- **Task item**
Please count the lines in these records that contain "below" and give only that count.

Dataset items:
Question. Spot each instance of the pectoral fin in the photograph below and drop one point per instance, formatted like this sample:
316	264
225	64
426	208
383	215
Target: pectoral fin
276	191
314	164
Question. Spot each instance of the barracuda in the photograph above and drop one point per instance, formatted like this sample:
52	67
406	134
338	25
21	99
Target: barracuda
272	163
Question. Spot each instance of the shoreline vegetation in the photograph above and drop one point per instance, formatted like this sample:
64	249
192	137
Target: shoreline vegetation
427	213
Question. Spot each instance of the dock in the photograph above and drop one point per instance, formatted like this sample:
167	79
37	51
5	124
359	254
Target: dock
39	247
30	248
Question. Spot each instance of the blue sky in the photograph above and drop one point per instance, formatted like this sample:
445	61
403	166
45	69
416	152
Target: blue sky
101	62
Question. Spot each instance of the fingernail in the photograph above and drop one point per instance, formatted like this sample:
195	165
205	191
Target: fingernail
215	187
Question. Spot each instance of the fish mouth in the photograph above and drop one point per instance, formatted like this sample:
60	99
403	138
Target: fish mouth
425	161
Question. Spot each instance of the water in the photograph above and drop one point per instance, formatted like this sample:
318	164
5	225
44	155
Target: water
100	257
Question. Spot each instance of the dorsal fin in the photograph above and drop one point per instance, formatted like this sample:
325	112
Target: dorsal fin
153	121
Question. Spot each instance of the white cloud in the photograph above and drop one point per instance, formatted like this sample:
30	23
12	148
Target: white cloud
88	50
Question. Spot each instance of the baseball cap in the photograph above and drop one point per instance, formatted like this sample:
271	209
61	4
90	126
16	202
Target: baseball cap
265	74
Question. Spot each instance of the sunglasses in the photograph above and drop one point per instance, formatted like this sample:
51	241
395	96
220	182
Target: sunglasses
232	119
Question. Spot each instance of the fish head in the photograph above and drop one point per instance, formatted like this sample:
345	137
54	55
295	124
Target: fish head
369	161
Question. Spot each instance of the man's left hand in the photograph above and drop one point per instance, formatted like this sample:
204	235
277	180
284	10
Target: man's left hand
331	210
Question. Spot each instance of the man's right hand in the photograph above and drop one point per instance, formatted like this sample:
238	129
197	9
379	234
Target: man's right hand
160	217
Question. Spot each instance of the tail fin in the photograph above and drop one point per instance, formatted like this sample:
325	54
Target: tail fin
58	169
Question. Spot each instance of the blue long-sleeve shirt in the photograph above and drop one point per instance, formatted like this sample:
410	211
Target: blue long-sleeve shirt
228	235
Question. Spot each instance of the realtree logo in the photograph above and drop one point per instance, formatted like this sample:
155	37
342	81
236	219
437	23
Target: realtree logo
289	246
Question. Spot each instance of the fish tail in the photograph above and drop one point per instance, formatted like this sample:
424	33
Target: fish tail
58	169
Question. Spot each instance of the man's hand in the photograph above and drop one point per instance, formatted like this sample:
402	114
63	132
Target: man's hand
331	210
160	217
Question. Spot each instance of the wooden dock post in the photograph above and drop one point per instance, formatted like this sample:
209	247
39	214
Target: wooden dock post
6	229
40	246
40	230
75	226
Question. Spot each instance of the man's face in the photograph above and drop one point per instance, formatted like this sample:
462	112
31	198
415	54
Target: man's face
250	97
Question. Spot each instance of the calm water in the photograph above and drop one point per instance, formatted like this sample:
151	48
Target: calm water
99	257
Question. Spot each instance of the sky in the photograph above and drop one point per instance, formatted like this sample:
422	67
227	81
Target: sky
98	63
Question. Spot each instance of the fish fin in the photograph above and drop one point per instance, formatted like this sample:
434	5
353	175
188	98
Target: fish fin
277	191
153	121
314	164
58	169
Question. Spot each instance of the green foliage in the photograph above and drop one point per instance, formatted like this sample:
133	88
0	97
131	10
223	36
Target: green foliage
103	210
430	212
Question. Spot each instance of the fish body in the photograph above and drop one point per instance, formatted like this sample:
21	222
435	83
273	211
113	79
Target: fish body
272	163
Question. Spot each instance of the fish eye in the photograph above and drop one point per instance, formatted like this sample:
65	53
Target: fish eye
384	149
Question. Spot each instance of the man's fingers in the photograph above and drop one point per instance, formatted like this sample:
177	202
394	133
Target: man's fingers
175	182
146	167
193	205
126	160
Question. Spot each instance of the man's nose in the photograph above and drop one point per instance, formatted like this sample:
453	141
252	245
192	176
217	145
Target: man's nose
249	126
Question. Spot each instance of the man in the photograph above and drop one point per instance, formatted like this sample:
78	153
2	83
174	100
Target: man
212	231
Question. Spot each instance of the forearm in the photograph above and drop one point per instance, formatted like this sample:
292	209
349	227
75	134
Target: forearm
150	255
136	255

--

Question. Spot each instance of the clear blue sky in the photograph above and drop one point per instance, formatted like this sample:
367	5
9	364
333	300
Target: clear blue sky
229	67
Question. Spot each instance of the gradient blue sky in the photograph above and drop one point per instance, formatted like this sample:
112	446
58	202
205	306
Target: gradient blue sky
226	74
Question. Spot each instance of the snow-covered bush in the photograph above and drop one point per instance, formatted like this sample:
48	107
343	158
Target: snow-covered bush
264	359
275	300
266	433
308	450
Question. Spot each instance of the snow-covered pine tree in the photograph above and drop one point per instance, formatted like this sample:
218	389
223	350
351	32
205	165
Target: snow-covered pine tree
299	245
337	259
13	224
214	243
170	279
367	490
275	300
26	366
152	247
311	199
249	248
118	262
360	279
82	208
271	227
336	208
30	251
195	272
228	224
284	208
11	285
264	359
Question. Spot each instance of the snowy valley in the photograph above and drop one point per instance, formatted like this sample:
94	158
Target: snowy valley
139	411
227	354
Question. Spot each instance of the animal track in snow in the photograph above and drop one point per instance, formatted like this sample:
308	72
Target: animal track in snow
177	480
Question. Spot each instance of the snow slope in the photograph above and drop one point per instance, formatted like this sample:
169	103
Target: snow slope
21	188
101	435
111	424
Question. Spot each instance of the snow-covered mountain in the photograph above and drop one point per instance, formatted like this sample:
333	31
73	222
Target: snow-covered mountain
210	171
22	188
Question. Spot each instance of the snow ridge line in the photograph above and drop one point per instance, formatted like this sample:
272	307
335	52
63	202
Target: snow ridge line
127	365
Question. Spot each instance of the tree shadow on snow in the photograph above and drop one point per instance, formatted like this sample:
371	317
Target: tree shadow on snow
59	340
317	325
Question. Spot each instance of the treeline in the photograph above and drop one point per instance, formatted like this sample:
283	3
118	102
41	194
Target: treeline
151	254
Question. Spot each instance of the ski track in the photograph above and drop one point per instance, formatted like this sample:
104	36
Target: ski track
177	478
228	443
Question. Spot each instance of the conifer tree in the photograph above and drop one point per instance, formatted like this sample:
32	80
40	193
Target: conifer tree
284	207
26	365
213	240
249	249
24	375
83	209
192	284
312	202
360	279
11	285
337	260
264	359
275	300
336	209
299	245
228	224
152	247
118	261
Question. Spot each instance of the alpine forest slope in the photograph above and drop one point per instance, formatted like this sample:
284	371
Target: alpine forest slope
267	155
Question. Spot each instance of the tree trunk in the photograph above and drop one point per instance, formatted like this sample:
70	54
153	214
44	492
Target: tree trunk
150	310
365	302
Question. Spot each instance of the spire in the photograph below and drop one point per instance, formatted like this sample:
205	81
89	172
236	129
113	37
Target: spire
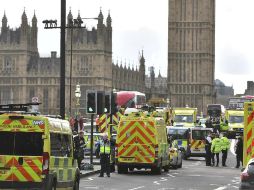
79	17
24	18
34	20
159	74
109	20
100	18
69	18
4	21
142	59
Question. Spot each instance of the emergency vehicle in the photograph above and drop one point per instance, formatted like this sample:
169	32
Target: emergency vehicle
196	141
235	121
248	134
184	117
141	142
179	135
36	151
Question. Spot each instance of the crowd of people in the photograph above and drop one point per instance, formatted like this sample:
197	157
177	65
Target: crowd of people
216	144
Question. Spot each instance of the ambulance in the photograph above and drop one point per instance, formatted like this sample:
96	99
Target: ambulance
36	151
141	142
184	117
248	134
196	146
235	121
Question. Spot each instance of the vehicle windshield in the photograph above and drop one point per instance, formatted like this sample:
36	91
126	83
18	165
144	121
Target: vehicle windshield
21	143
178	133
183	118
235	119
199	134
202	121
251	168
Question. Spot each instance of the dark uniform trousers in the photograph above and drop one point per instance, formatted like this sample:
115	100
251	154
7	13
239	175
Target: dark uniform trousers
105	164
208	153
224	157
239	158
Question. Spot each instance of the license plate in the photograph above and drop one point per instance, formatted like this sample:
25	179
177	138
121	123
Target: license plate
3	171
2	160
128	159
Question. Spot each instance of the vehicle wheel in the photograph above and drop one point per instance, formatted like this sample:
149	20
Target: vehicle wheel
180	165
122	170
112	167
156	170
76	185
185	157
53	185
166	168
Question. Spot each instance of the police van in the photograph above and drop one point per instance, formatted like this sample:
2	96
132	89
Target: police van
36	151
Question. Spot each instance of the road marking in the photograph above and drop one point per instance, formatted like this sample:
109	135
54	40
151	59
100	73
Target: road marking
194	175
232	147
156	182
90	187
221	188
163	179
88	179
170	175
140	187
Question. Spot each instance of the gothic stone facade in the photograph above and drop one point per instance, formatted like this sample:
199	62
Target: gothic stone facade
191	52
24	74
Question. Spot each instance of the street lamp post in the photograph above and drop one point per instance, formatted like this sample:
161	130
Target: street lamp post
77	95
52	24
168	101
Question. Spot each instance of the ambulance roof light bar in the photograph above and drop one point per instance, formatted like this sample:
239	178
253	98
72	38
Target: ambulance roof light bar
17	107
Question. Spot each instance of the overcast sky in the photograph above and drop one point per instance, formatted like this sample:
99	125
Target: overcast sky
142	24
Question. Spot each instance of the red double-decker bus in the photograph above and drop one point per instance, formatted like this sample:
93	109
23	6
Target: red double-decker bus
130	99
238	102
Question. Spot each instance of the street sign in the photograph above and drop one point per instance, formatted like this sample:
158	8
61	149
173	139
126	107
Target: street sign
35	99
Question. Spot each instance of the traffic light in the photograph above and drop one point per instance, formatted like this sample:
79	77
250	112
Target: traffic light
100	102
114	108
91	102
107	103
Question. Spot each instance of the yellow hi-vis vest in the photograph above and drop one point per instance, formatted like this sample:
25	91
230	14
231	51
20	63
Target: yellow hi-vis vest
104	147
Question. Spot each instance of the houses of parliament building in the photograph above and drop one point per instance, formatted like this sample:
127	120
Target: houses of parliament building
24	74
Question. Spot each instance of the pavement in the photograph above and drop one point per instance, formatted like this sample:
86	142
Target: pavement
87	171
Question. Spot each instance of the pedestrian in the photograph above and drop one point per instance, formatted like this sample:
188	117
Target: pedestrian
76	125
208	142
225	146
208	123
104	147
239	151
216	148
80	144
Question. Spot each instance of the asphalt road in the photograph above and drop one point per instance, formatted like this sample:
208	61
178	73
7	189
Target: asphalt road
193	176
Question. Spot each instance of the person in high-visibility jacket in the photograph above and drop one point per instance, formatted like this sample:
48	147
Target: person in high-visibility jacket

- **Response to this task**
2